TASK STATEMENT:
Repeat word for word the portion of the COVID-19 roundup below that starts at "If Trump could" and ends at "return to work.".

PASSAGE:
[Start of Attachment]
COVID-19 pandemic roundup

  • As country eyes path to reopening, restart of non-COVID-19 medical care, including postponed surgeries, is desperately needed [Hans Bader, James Bacon (Virginia governor’s “statewide ban on elective surgery is a sledgehammer which may be appropriate for the hardest-hit parts of the state but is wildly inappropriate for others.”]
  • Michigan’s Gov. Whitmer rolls back some of the more arbitrary and controversial restrictions in her stay-at-home order [Billy Binion, Reason]
  • Tech firms among the first to respond when the virus appeared here: “So, the approximate order of events was: private sector response, then local government response in the west, then response in the east and by the Federal government.” [Arnold Kling]
  • We previously linked our Cato online panel on the pandemic and the Constitution; now our friends at Competitive Enterprise Institute have written a very nice review and summary of it [Richard Morrison, CEI]
  • Especially given its conduct during this outbreak, expenditures on the World Health Organization deserve top-to-bottom reevaluation [Lyman Stone, The Dispatch; Anish Koka]
  • “COVID-19 Exposes the Shallowness of Our Privacy Theories” [Jane Bambauer, Truth on the Market]

One Comment

  • Lyman Stone’s indictment of WHO is interesting and sounds persuasive. It is a pity that Trump has so squandered his credibility outside his base, and especially outside this country, that no accusation by him will be taken seriously.

    If Trump could be persuaded to follow up on Stone’s charges, there remains his depressing record of panic as soon as he meets determined opposition. Most recently, I think of him throwing GA Governor Kemp under the bus for taking his advice on starting a return to work.
[End of Attachment]
[Stored records]
[Start of Attachment]
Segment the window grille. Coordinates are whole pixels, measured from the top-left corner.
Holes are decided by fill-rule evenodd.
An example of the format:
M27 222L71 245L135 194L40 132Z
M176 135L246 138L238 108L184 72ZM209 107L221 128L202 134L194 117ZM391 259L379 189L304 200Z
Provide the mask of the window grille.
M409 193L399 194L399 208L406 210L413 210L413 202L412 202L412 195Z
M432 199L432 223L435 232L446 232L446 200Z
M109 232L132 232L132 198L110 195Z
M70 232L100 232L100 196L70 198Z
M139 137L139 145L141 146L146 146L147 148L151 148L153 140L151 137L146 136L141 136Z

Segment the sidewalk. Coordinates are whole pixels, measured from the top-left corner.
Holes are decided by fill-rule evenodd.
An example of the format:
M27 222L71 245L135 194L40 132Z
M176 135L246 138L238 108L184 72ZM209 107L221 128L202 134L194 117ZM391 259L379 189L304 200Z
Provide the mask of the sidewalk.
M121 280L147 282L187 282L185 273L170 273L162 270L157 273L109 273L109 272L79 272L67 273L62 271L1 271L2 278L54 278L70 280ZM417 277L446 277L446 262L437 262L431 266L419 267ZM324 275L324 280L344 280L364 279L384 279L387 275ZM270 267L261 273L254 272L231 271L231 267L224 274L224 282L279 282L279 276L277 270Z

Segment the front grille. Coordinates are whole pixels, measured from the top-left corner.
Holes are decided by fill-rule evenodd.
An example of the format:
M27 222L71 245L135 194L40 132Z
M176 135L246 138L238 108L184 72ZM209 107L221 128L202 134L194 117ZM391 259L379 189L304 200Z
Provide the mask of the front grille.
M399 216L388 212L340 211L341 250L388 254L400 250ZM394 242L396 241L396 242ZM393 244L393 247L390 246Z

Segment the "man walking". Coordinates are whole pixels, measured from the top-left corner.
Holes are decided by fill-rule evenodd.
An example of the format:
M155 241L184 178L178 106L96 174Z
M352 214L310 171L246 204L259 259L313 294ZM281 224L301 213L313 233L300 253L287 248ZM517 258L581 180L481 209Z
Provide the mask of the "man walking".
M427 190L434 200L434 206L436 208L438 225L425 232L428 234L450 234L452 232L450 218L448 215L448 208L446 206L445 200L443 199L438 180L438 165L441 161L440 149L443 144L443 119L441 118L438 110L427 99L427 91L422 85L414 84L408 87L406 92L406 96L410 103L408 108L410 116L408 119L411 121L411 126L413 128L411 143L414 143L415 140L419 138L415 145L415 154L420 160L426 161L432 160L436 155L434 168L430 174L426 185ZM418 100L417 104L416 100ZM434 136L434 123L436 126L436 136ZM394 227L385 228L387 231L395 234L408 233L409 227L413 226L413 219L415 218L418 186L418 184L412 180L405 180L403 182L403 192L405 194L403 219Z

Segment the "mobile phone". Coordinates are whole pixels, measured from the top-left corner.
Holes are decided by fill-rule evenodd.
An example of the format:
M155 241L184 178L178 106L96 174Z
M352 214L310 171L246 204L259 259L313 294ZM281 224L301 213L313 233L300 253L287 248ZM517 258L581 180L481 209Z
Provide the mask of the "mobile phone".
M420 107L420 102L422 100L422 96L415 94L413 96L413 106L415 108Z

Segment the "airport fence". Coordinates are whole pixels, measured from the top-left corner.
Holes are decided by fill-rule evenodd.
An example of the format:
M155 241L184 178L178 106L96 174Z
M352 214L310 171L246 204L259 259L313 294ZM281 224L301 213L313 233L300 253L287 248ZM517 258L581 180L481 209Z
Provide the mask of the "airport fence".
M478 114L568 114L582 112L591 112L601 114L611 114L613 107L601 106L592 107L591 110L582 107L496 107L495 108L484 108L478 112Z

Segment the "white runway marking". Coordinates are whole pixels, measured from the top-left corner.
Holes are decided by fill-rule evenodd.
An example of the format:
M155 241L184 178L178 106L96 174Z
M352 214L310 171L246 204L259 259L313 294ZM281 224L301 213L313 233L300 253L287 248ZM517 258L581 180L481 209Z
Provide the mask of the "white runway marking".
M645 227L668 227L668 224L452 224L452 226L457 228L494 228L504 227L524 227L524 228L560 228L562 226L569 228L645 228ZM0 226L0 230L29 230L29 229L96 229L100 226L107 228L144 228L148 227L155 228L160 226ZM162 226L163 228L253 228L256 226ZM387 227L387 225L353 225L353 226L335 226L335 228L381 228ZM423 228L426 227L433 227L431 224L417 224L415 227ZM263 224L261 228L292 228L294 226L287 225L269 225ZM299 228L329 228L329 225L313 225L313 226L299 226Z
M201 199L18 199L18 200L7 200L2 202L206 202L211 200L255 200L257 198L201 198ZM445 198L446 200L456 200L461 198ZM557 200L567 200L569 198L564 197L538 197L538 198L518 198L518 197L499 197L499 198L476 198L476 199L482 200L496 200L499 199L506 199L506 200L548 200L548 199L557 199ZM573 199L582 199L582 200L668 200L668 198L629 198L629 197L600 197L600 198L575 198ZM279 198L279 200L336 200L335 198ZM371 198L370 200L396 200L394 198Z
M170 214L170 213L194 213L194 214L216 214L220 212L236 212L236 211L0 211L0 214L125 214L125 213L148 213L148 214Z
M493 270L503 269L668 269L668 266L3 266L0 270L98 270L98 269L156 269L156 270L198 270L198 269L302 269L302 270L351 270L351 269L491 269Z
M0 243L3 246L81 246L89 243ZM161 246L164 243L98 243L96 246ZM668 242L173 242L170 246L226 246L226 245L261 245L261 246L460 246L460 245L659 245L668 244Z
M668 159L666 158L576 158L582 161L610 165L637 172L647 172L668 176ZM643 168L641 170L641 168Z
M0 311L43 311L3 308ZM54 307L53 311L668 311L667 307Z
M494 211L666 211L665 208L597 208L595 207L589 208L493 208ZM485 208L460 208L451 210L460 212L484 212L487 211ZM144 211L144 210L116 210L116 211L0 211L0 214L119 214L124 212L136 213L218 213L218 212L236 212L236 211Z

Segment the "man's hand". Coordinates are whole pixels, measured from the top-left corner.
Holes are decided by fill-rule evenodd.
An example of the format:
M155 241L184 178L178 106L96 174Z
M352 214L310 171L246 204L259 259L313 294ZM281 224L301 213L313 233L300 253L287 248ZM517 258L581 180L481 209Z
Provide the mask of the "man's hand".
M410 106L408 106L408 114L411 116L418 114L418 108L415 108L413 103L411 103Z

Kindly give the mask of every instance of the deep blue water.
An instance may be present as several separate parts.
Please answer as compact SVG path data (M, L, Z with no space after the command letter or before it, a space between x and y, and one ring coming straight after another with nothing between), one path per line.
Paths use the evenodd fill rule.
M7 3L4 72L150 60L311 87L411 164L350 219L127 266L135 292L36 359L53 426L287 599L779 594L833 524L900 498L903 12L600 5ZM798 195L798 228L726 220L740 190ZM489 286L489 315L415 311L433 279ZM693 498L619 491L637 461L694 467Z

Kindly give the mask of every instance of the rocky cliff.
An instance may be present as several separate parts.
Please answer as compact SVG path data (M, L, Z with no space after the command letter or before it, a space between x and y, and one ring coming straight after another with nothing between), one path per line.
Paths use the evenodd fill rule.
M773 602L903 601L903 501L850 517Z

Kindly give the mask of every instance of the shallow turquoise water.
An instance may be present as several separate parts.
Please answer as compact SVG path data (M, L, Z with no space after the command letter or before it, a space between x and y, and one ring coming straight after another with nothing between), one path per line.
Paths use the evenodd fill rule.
[End of Attachment]
SOLUTION BELOW:
If Trump could be persuaded to follow up on Stone’s charges, there remains his depressing record of panic as soon as he meets determined opposition. Most recently, I think of him throwing GA Governor Kemp under the bus for taking his advice on starting a return to work.